- TRECHO DO DOCUMENTO

========================================================================

Não nego aqui os sofrimentos reais e diagnósticos. Muito pelo contrário: há, sim, crianças adoecidas por um mundo que exige delas o que nem adultos conseguem sustentar. Há dores profundas que merecem escuta, acolhimento e intervenção ética. Mas é preciso cuidado para que o olhar clínico não se transforme em olhar policial, e a escuta terapêutica não vire sentença. Mesmo diante de diagnósticos consistentes, o foco deve ser o desenvolvimento da potência, a construção de suportes e de vínculos, e não o que tantas vezes se observa hoje: tentativas — a custos altíssimos, inclusive subjetivos — de adestrar aquilo que as crianças têm de mais genuíno, sua espontaneidade.

========================================================================

- DADOS EXTRAÍDOS
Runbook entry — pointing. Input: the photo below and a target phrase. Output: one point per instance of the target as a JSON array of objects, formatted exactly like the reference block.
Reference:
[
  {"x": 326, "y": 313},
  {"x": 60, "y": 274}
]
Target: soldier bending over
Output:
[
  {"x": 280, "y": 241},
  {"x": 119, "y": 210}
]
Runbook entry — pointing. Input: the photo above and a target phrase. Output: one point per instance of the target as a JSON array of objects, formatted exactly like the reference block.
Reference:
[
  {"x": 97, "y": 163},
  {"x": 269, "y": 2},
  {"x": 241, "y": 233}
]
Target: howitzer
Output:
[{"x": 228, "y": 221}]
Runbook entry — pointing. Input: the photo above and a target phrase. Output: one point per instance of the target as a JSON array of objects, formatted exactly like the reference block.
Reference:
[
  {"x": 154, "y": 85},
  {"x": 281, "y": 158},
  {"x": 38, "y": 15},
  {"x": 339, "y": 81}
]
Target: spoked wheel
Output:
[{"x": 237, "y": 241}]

========================================================================

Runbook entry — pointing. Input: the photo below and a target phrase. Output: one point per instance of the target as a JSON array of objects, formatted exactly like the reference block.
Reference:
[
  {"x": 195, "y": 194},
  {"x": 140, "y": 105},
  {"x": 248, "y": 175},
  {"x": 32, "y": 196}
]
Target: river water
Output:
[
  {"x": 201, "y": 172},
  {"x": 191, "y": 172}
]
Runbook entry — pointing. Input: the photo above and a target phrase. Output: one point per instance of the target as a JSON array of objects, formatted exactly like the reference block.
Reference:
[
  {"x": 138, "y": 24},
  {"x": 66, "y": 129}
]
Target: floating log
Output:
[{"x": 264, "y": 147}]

========================================================================

- O QUE FAZER
De acordo com o trecho do documento, qual deve ser o foco mesmo diante de diagnósticos consistentes?

- RESULTADO DO EXERCÍCIO
O desenvolvimento da potência, a construção de suportes e de vínculos.